Exercise passage ▸
- - -
There is almost nobody who has been on the internet, who has not encountered it. From the early 1980s, the Nigerian Prince email scam (10), requesting the user to remit a small sum of money – and thereby get him to reveal his personal information including banking details – in return for a huge windfall by clicking on a link, has been not just doing the rounds, but incredibly enough, tricking users into complying.

Given the success of this ‘primitive-by-modern-standards’ modus operandi, one would be forgiven to think change in the modus operandi of scammers would happen. After all, users were still being tricked into complying, despite most becoming familiar with the language used in the offensive emails.

But change has taken place, thanks in no small measure, to recent developments like Generative AI which are offering scammers powerful tools to draft convincing emails, with amazing ease and conviction.

The scene is set

It is not hard to see why emails today are by far the attack vector of choice for scammers. Almost 4.3 billion of the world’s 8.1 billion people use email, with Apple and Gmail heading the email client market accounting for approximately 28-29% of the traffic. Career firm Zippia (1) estimates that around 347 billion emails are generated each day by individuals and companies, a figure that is tipped to increase to 376 billion by 2025. A study shows that out of the 347 billion emails, around 10% of these (3.4 billion) emails (2) are phishing emails. The first six months of 2023 witnessed a whopping 135% (6) spurt in scam emails and texts.

Such humungous numbers alone make emails a fertile paradise for hackers to prey on unsuspecting recipients of carefully crafted emails with misleading and malicious links. Add to that the human tendency of users to be gulled into a false sense of security or fall prey to fictitious scams, a lack of awareness and training, and you have a tsunami-in-the-making on your hands.

To add to this, AI’s highly versatile capabilities like natural language processing (NLP), voice-to-text and speech recognition, and the possibility of repeated attacks in new avatars allow scammers to further potentiate their attacks on unsuspecting victims, causing them to reveal passwords and email credentials.

Research by the FBI shows that ransomware, once the hunting tool of choice for bad actors, has been replaced by the technically-easier-to-implement Business Email Compromise (BEC) that does not require traditional coding skills.  It is estimated that today enterprises in aggregate are losing 51 times more money through BEC attacks (5).

Organizations have the most to fear

With email hacking having the potential to devastate them, Business Email Compromise (BEC) is literally causing sleepless nights for CEOs and CISOs globally. Almost all (98%) of the 300 senior cyber security stakeholders surveyed by Abnormal Security (3), a US-based email security firm that undertook a survey ‘State of Email Security in an AI-Powered World’, were concerned about the cyber security risks posed by ChatGPT, Google Bard, WormGPT, and similar generative AI tools that facilitate the generation of highly convincing email attacks based on publicly-available information.
- - -
Stored data ▸
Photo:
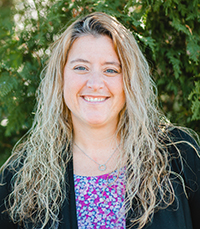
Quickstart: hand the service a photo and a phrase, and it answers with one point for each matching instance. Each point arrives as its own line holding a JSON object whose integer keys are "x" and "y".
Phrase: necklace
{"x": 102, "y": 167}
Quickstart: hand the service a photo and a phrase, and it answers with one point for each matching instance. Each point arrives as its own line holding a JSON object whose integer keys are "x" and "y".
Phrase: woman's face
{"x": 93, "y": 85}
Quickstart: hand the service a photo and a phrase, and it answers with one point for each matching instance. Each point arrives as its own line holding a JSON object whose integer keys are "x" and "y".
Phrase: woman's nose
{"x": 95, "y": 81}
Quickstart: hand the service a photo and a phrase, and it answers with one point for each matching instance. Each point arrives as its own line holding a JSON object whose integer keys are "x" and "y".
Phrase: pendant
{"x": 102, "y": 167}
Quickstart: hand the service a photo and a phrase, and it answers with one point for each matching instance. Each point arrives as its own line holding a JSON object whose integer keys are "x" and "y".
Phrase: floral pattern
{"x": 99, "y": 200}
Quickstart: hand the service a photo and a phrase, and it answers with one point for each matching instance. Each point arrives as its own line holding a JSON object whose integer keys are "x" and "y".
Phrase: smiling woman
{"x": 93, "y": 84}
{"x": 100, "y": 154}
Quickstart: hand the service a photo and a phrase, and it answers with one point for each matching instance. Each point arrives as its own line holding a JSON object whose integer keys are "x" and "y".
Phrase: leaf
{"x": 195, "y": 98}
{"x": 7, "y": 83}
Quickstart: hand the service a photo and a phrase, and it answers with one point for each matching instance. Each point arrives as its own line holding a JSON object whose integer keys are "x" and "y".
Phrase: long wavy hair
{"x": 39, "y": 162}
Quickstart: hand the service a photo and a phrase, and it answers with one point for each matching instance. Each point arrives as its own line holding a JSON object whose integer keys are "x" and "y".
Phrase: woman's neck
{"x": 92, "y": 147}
- - -
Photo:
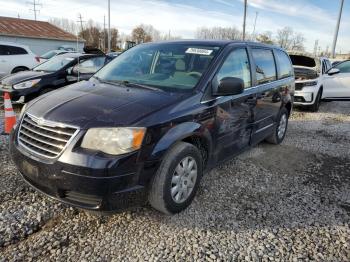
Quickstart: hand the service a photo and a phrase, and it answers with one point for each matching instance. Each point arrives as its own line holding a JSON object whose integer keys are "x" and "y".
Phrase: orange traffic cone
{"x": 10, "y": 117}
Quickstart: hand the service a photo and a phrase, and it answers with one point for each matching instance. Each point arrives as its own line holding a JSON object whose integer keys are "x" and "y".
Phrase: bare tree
- - -
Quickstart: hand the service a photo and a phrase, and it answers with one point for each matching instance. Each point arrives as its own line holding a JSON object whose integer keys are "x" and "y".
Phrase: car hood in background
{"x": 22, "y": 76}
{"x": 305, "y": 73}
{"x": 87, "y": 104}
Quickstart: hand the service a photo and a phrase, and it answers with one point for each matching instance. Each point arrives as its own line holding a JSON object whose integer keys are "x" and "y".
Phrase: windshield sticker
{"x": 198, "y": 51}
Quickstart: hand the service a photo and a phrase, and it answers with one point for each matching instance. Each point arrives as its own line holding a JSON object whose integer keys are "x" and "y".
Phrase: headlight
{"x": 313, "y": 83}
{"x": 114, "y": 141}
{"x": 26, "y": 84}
- - -
Exercise ▸ Turn the paragraph of the email scam article that begins "With email hacking having the potential" into a short bulleted list that keeps its main facts.

Written solution ▸
- Business Email Compromise (BEC) could devastate organizations and worries CEOs and CISOs around the world.
- Abnormal Security is a US-based email security firm. It surveyed 300 senior cyber security stakeholders for its study "State of Email Security in an AI-Powered World."
- Almost all of them (98%) were concerned about the risks posed by ChatGPT, Google Bard, WormGPT and similar generative AI tools.
- These tools can produce highly convincing email attacks from publicly available information.